- **Phrase grounding data**
※ ※ ※

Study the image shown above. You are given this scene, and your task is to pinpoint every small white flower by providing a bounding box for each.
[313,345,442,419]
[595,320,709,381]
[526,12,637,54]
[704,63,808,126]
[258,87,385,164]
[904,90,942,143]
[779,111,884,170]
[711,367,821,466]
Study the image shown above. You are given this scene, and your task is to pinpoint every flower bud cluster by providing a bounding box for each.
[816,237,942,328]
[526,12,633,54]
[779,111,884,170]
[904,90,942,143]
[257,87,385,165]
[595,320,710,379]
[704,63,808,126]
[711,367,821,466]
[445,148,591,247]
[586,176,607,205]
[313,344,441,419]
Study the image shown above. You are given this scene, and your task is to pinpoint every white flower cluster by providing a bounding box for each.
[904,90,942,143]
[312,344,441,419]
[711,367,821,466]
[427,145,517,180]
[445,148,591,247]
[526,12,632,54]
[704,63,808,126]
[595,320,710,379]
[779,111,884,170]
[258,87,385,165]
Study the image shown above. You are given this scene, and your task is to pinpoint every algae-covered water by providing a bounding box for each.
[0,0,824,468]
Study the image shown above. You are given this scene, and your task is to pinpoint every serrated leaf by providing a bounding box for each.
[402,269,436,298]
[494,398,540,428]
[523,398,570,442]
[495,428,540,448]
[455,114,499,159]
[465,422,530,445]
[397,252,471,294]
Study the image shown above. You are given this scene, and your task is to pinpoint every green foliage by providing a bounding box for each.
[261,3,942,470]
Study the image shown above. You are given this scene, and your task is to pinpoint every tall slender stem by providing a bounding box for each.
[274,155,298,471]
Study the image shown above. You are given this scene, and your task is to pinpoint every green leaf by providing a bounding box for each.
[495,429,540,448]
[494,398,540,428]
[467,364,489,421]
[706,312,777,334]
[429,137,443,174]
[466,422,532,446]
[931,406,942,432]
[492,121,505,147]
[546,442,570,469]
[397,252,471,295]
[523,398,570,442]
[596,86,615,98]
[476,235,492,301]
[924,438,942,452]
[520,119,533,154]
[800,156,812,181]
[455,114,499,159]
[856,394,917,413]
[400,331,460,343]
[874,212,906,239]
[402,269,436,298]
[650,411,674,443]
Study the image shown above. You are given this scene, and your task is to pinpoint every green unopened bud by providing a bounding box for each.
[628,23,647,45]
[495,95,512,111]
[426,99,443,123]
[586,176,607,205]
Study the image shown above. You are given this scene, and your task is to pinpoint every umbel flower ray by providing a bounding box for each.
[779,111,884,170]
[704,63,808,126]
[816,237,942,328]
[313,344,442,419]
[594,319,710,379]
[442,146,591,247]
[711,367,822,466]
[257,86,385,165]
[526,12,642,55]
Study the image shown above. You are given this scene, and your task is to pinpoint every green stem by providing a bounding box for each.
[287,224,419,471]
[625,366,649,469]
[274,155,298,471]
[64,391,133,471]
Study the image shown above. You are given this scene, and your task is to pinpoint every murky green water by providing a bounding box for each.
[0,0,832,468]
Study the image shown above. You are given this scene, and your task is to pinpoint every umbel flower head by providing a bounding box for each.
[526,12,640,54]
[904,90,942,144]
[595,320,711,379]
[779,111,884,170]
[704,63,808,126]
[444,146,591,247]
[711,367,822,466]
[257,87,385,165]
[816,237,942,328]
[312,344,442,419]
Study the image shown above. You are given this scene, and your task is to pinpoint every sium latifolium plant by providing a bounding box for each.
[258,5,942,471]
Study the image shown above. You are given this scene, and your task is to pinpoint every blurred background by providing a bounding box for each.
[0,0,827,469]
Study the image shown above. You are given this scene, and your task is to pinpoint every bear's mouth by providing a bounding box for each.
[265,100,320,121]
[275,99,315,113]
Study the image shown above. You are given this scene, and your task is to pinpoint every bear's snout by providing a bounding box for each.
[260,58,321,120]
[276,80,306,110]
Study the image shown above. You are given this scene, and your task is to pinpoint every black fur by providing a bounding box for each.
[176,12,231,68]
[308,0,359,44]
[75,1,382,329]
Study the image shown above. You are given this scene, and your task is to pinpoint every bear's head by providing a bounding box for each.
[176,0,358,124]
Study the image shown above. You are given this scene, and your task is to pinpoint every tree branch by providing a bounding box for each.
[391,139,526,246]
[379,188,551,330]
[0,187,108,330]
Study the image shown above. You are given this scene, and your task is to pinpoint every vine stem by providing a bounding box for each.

※ ※ ※

- **TASK INSTRUCTIONS**
When you answer, return the records above exactly as they stand.

- **RESPONSE BELOW**
Study the image shown above. You are given this scene, and your task is to pinpoint every small white flower by providing a bounding box for each.
[313,345,442,419]
[595,320,709,381]
[526,12,637,54]
[704,63,808,126]
[258,87,385,164]
[904,90,942,143]
[779,111,884,170]
[711,367,821,466]
Study the image shown above. You are given this scene, and your task is to pinpoint every flower bud cluster by providing a bounding box for each.
[816,237,942,328]
[526,12,633,54]
[779,111,884,170]
[904,90,942,143]
[257,87,385,165]
[595,320,710,379]
[704,63,808,126]
[711,367,821,466]
[445,148,591,247]
[586,176,607,205]
[313,344,441,419]
Study the image shown above. You are given this scene, and your task is to pinpoint every white flower cluster by providing a bounding box for each.
[904,90,942,143]
[312,344,441,419]
[711,367,821,466]
[427,145,517,180]
[445,148,591,247]
[526,12,632,54]
[704,63,808,126]
[595,320,710,379]
[779,111,884,170]
[258,87,385,165]
Study the image shown above. You are given this scene, and your task is to pinpoint every algae-covered water by providing a bounding box for each.
[0,0,824,468]
Study the image shown above. You are given this scene, and your task is to pinpoint every serrated leaf by providing a bounding box for each.
[402,269,436,298]
[494,398,540,428]
[523,398,570,442]
[495,428,540,448]
[455,114,499,159]
[465,422,530,445]
[397,252,471,294]
Study the image shown above. You are given this scene, and your task is to pinpoint every green foliage by providing a bounding box for each.
[261,3,942,470]
Study the image shown above. You are given this scene, and your task is to pinpoint every tall slender stem by providing a bounding box for each.
[274,155,298,471]
Study the image shown above. You are given this scene, and your task is to pinpoint every green leaf by providing a bounding box for each.
[495,429,540,448]
[494,398,540,428]
[467,364,489,421]
[706,312,777,334]
[429,137,443,174]
[466,422,532,446]
[931,406,942,432]
[492,121,505,147]
[546,442,570,469]
[397,252,471,295]
[523,398,570,442]
[596,86,615,98]
[476,235,492,301]
[924,438,942,452]
[520,119,533,154]
[800,156,812,181]
[455,114,499,159]
[856,394,917,413]
[400,331,460,343]
[874,212,906,239]
[402,269,436,298]
[650,411,674,443]
Study the image shown above. You are given this scene, and your task is to pinpoint every green unopened bud by providing a bounding box for each.
[628,23,647,45]
[495,95,512,111]
[426,99,443,123]
[586,176,607,205]
Study the image shown above. You are given this scene, and your task is to pinpoint every umbel flower ray by providing a bounding box for each.
[779,111,884,170]
[704,63,808,126]
[816,237,942,328]
[313,344,442,419]
[594,319,710,379]
[442,146,591,247]
[711,367,822,466]
[257,86,385,165]
[526,12,642,55]
Study the image shown above. You are given this scene, and your task is to pinpoint every green stem by providing a bounding box for each.
[287,224,419,471]
[625,366,649,469]
[274,155,298,471]
[64,391,133,471]
Study the image shown above. You are given this scene, and your task is to pinpoint every murky green water by providing a bounding box for each.
[0,0,832,468]
Study the image shown above. You are given this scene, and your task is to pinpoint every umbel flower head by providing a bounding box for each.
[526,12,640,54]
[904,90,942,144]
[595,320,711,379]
[779,111,884,170]
[704,63,808,126]
[444,146,591,247]
[711,367,822,466]
[257,87,385,165]
[816,237,942,328]
[312,344,442,419]
Study the image shown above. You are given this scene, and your task is to pinpoint every sium latifolium plant by providing a bounding box for each.
[258,5,942,471]
Study the image shown above. You are given this scene, and your task is to pinpoint every blurred background by providing a bounding box for each.
[0,0,827,469]
Study the image shown above. You are given this scene, and your task is to pinpoint every bear's mouth by providing a bounding box for each.
[265,100,320,121]
[275,99,315,113]
Study the image shown above. You are given this scene, and your task is to pinpoint every bear's snout by providing a bounding box for each.
[260,58,321,120]
[276,80,306,110]
Study the image shown above. You are given this scene, and your task is to pinpoint every black fur by providing a bounding box for each.
[176,12,231,68]
[308,0,359,44]
[75,1,382,329]
Study the image shown above. You are given this scene, and your task is to pinpoint every bear's head by providing a bounding box for each.
[176,0,358,124]
Study the image shown above. You are given this scene, and your task is to pinpoint every tree branch by providing a bounding box for each.
[391,139,526,246]
[379,188,551,330]
[0,187,108,330]
Study the image shown above. You are given this scene, and your task is to pinpoint every vine stem by providing a bounding box for each.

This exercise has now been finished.